▸ Goal of the exercise
Render this sentence from the text on the Joeyband trial into Spanish: "Skin-to-skin contact normally involves a naked infant lying prone on a mother’s bare chest, with the infant’s back covered by a blanket."

▸ Text block
+++
In response to overwhelming clinical evidence about the importance of skin-to-skin contact between baby and mother immediately following birth, St. Paul’s Hospital is the first hospital in Canada to trial in its OR a new positioning band, the Joeyband, which facilitates skin to skin – especially in mothers who have C-sections.
Skin-to-skin contact normally involves a naked infant lying prone on a mother’s bare chest, with the infant’s back covered by a blanket. However, mothers who deliver by C-section face challenges with this. Due to the spinal epidural, severe fatigue, and/or shaking and heaviness in her arms, her ability to hold her baby is compromised. Her supine position, along with the surgical drape can also make it awkward to support the baby. Partners and spouses are often preoccupied with taking photos and are not able to assist with holding the baby.
“Many women who undergo C-sections opt not to hold their babies for fear the baby will fall,” said Scott Harrison, St. Paul’s director of maternity and NICU. “If a mother does attempt it, there is a tendency for the baby to slide towards her neck, making it difficult for her to see her newborn. The Joeyband is a solution that is long overdue and St. Paul’s Hospital is pleased to be the first in Canada to trial it in its OR. We are already seeing successful outcomes from it,” he said.
Joeyband a safe way to hold infants after C-sections
The Joeyband positioning band was specifically designed to provide early skin to skin in the OR by keeping the newborn in the correct position, preventing newborns’ falls and risk of suffocation. It increases maternal satisfaction with skin-to-skin experience during surgery by providing stability and ease for mothers in holding their babies.
A Canadian company, Mothers Choice Products, donated 10 Joeybands to St. Paul’s to be trialed on six patients. Made in Canada, the Joeyband enables early and continuous skin-to-skin contact in the OR, increasing the likelihood of exclusive breastfeeding at discharge. It doesn’t interfere with medical lines or equipment, and offers deep pressure touch to reassure the baby that she or he is safe. It also allows for quick access and removal in case of emergency, and minimizes a need for the nurse to hold the baby in skin-to-skin position.
+++
▸ Stored data
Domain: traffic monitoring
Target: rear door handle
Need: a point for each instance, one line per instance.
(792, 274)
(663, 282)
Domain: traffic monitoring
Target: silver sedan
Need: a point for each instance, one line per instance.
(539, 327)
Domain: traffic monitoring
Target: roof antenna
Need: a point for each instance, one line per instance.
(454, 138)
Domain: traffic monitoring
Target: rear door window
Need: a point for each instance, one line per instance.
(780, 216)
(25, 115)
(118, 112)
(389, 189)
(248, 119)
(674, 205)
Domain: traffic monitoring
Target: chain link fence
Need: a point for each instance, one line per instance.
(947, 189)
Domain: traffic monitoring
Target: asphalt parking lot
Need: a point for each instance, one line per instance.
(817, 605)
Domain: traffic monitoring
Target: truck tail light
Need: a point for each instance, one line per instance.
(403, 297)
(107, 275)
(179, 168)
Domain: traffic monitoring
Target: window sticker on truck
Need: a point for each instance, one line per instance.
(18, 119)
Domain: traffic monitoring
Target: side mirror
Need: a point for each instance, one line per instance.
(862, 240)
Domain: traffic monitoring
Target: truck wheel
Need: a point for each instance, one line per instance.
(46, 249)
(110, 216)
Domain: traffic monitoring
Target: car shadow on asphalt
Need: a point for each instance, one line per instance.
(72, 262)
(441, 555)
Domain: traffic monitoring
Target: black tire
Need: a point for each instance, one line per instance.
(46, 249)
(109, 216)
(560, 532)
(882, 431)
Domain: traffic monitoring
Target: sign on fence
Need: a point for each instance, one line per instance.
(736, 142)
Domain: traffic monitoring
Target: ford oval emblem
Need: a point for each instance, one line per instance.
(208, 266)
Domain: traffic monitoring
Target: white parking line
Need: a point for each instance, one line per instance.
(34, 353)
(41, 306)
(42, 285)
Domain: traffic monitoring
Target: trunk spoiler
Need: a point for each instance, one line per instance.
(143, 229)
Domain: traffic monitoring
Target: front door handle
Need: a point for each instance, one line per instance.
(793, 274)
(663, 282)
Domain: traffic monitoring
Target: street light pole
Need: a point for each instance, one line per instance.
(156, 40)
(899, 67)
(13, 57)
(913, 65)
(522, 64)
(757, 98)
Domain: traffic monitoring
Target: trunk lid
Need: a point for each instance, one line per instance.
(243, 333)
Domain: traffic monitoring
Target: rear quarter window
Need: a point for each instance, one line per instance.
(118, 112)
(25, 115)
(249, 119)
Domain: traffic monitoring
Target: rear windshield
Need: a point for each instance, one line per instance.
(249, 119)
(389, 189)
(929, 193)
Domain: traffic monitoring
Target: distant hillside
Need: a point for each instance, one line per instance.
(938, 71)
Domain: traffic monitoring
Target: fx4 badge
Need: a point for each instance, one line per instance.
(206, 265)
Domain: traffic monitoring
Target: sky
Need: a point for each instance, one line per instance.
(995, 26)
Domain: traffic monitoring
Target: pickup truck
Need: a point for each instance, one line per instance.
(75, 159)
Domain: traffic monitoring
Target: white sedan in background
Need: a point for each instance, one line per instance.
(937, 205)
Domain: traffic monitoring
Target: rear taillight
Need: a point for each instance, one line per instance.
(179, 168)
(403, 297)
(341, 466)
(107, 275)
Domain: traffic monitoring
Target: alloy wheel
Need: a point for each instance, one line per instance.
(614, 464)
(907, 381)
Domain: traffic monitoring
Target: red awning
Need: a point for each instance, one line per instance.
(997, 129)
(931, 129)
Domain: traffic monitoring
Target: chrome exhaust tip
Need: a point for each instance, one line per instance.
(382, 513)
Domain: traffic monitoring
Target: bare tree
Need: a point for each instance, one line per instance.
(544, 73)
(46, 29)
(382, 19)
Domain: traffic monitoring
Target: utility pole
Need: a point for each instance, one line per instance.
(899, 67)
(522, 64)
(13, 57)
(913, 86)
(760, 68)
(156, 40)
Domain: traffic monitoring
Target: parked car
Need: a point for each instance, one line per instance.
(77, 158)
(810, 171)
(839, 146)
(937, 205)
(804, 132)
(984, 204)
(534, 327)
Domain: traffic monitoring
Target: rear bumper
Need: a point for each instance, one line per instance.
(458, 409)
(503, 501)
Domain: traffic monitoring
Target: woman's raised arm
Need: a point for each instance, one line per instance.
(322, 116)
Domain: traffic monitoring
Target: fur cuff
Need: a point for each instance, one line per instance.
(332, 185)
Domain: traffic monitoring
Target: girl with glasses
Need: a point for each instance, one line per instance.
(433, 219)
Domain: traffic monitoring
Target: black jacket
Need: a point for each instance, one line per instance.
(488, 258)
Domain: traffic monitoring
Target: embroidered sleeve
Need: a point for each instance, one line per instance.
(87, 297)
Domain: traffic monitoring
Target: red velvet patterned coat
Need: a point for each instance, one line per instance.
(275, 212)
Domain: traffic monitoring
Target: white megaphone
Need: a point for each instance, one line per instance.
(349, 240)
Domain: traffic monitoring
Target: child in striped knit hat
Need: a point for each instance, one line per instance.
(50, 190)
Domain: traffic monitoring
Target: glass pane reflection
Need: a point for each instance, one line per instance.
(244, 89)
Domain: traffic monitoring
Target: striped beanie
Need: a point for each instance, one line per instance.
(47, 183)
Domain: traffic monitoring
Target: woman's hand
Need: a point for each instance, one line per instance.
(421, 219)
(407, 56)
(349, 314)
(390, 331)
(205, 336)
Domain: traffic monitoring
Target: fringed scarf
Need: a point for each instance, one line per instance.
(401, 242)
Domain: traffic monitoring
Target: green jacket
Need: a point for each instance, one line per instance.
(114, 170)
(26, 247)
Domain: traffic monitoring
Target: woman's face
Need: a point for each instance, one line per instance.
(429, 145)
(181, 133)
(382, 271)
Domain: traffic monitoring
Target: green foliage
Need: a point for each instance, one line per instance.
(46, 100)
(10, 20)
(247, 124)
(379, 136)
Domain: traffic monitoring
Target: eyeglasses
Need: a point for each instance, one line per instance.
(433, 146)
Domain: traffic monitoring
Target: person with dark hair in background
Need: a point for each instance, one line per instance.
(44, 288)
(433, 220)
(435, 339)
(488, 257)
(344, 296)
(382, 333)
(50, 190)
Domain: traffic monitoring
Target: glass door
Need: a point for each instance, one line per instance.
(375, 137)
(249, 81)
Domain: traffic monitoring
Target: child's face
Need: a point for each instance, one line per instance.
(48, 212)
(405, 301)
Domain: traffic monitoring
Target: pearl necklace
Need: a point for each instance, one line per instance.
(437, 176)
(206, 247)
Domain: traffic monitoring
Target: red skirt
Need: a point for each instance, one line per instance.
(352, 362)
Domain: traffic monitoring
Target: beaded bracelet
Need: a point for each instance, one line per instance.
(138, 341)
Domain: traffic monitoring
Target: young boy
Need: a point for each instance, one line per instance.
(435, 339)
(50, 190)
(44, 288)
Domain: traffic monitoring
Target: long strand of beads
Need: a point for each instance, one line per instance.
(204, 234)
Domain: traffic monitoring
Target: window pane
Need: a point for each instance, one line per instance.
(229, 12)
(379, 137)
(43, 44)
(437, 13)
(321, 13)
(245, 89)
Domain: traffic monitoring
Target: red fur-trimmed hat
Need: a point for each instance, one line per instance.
+++
▸ Exercise result
El contacto piel con piel normalmente consiste en un bebé desnudo acostado boca abajo sobre el pecho descubierto de una madre, con la espalda del bebé cubierta por una manta.